Le Business analyst senior de Cargill France obtient 51 000 euros pour licenciement économique sans cause et rappel de prime de transition (CPH Nanterre, depart 4/04/2024, RG : 19/01357).

1) EXPOSE DU LITIGE

Monsieur X a été engagé par la société CARGILL FRANCE par contrat de travail à durée indéterminée à compter du 15 octobre 2006, en qualité de Consultant en développement,

En dernier lieu, il occupait le poste de « Business Analyst Senior ».

Le département IT au sein des filiales du Groupe CARGILL de la zone EMEA a fait l'objet d'une réorganisation.

A compter du 3 mai 2018, la société a notifié à Monsieur X sa dispense d'activité.

Par courrier du 1er juin 2018, une proposition de reclassement au poste de « Service Owner France » lui a été faite, qu'il a refusé.

Par courrier du 18 juin 2018, le salarié a été convoqué à un entretien préalable à un éventuel licenciement pour motif économique, fixé au 26 juin 2018.

Par lettre du 4 juillet 2018, Monsieur X s'est vu notifier son licenciement pour motif économique.

La lettre de licenciement était rédigée en ces termes :

« (...) Comme vous le savez, le Groupe CARGILL dans son ensemble et la société CARGILL France SAS en particulier procèdent à une réorganisation de ses activités et services partagés.

Cette réorganisation a fait l'objet d'une procédure d'information - consultation du Comité d'Entreprise au cours de laquelle la Société a exposé les motifs de sa réorganisation de la Société, rappelés ci-après.

Le marché des matières premières alimentaires, sur lequel le Groupe Cargill et la Société CARGILL France SAS interviennent, est un marché au sein duquel les acteurs rencontrent de grandes difficultés en raison de :

  • Sa complexité : le marché des matières premières est en réalité composé de plusieurs machés très différents les uns des autres (céréales, soja, cacao, huile, etc.…) ;
  • Son exposition : le maché des matières premières est exposé à la saisonnalité ainsi

qu'aux phénomènes climatiques ;

  • Sa volatilité : la volatilité des prix des matières premières est une composante structurelle de ce marché :
  • Son étroitesse : le marché des matières premières est un marché « nationalisé » dans lequel la grande majorité de la production mondiale est consommée directement dans les pays producteurs, ce qui oblige à une diminution des prix afin de s’exporter.

Sur ce marché difficile, la Chine est devenue le premier consommateur mondial et donc le premier influenceur pour la santé du marché.

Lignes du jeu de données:
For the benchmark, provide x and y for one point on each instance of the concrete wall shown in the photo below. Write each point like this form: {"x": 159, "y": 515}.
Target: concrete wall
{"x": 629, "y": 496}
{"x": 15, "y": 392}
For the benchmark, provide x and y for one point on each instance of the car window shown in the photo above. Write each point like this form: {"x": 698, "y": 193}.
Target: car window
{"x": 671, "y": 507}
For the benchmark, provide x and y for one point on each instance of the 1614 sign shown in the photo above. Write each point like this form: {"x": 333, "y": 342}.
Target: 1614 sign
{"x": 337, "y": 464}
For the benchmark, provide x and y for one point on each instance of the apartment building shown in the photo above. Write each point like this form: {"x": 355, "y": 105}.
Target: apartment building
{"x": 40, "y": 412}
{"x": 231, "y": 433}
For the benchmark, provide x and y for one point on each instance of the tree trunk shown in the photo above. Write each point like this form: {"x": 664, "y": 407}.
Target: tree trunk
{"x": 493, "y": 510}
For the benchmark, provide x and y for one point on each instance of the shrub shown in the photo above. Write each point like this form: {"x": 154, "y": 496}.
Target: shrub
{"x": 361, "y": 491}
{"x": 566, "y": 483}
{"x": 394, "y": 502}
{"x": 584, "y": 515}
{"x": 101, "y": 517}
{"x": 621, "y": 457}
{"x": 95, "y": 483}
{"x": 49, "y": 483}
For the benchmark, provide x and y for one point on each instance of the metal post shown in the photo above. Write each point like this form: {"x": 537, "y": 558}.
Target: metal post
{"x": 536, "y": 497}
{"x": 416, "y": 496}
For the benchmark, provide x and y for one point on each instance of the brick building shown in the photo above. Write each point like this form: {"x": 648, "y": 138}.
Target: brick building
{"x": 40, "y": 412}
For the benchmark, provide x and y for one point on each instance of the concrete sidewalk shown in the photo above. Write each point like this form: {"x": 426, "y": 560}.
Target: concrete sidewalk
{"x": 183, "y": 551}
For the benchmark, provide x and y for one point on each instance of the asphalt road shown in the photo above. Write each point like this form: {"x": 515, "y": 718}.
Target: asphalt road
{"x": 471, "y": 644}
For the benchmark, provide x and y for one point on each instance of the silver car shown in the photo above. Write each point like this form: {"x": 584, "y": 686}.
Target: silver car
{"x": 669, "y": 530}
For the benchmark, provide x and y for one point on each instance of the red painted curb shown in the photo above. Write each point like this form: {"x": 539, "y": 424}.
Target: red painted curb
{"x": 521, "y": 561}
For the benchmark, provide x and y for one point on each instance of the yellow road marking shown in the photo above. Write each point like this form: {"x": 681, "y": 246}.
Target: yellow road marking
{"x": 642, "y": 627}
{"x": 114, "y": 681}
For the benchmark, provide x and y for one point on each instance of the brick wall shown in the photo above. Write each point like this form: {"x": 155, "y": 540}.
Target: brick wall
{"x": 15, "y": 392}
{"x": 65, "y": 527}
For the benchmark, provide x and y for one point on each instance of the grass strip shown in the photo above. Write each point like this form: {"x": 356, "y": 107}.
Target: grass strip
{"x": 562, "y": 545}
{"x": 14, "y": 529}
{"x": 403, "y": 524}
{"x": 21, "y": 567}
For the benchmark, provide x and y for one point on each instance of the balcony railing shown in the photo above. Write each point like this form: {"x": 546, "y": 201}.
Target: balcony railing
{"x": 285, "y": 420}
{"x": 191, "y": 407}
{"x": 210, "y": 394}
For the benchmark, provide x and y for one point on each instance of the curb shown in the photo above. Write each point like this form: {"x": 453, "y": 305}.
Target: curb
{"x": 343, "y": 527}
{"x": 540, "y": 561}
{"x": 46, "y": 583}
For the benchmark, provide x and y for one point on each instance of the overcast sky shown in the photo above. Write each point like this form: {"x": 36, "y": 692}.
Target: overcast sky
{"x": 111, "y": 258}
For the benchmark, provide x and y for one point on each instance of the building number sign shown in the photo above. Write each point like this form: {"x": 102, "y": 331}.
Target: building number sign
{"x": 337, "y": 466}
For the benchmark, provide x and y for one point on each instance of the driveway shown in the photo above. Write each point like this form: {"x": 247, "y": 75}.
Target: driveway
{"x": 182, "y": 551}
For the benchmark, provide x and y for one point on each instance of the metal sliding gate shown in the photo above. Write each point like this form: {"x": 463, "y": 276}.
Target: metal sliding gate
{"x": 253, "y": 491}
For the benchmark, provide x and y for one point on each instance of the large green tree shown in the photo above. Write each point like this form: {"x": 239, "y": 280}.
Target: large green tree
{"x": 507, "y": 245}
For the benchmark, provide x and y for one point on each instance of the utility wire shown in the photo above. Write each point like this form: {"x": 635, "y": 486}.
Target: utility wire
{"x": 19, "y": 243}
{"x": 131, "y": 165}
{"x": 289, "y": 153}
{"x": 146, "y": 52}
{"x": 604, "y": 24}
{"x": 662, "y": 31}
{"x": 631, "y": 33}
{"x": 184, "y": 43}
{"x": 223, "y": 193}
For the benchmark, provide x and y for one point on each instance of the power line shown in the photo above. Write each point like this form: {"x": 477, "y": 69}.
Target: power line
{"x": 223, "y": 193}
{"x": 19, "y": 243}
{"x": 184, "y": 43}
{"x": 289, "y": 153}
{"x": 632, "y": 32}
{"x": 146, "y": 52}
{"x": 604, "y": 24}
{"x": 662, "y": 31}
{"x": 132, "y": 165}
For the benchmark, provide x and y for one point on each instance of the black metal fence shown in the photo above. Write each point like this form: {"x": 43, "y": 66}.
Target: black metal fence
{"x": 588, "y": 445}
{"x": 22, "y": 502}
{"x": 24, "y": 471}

## Travail à effectuer
a. Recopiez fidèlement le passage du texte sur le licenciement allant de "1) EXPOSE DU" à "26 juin 2018.".
b. Selon le texte sur le licenciement, quel poste de reclassement a été proposé au salarié par courrier du 1er juin 2018 ?
c. Rédigez la suite du texte sur le licenciement à partir de sa dernière phrase.
Les enregistrements ne sont d'aucune utilité ici.

## Réponses attendues
a.
1) EXPOSE DU LITIGE

Monsieur X a été engagé par la société CARGILL FRANCE par contrat de travail à durée indéterminée à compter du 15 octobre 2006, en qualité de Consultant en développement,

En dernier lieu, il occupait le poste de « Business Analyst Senior ».

Le département IT au sein des filiales du Groupe CARGILL de la zone EMEA a fait l'objet d'une réorganisation.

A compter du 3 mai 2018, la société a notifié à Monsieur X sa dispense d'activité.

Par courrier du 1er juin 2018, une proposition de reclassement au poste de « Service Owner France » lui a été faite, qu'il a refusé.

Par courrier du 18 juin 2018, le salarié a été convoqué à un entretien préalable à un éventuel licenciement pour motif économique, fixé au 26 juin 2018.

b. Le poste de « Service Owner France ».

c.
Or, l’économie chinoise est en crise depuis le crash de la bourse de Shangaï à l'été 2015. Cela impacte directement la situation de Cargill puisque la chute de la demande chinoise a pour effet de faire chuter grandement les prix des matières premières. L'indice des matières premières a ainsi baissé fortement au cours des derniers mois.

Mais encore, le Yuan ayant atteint son niveau le plus bas face au dollar depuis 6 ans, les entreprises chinoises se tournent vers les acteurs locaux plutôt que vers les acteurs traditionnels comme Cargill qui traitent en dollars.

Cette situation est d’autant plus grave qu’il n’existe pas d’autres puissances économiques susceptibles de prendre la place de la Chine afin de stimuler le marché des matières premières :

  • La Russie fait face à une crise importante depuis 2014 ;
  • Le Brésil est entré en crise en 2015 ;
  • D'autres pays émergents comme le Chili ou le Venezuela ne pourront pas non plus stimuler la demande d'importation de matières premières en raison de leurs politiques de nationalisme des ressources ;
  • L'Afrique n'est pas encore suffisamment développée pour constituer un marché de premier plan à court ou moyen terme ;
  • Le marché européen sur lequel Cargill intervenait traditionnellement n’est plus un marché porteur en raison de la demande faible liée au niveau insuffisant de la croissance.

Face à ces difficultés, tous les acteurs du secteur du négoce de matières premières ont entamé des restructurations. En 10 ans, le nombre de négociants internationaux en grains présents en Frances a été divisé par deux et dans la même période, le nombre d'entreprises du secteur de l'alimentation animale a chuté de 45%.

Comme pour l'ensemble des autres acteurs du secteur, les résultats du Groupe Cargill ont été fortement impactés par la baisse du prix des matières premières débutée en 2011.

Dès l'année 2012 et le début du nouveau cycle de crise du marché des matières premières, les résultats de Cargill ont chuté de façon très importante. Malgré un très léger regain depuis quelques années, le Groupe ne parvient pas à retrouver le niveau de 2011.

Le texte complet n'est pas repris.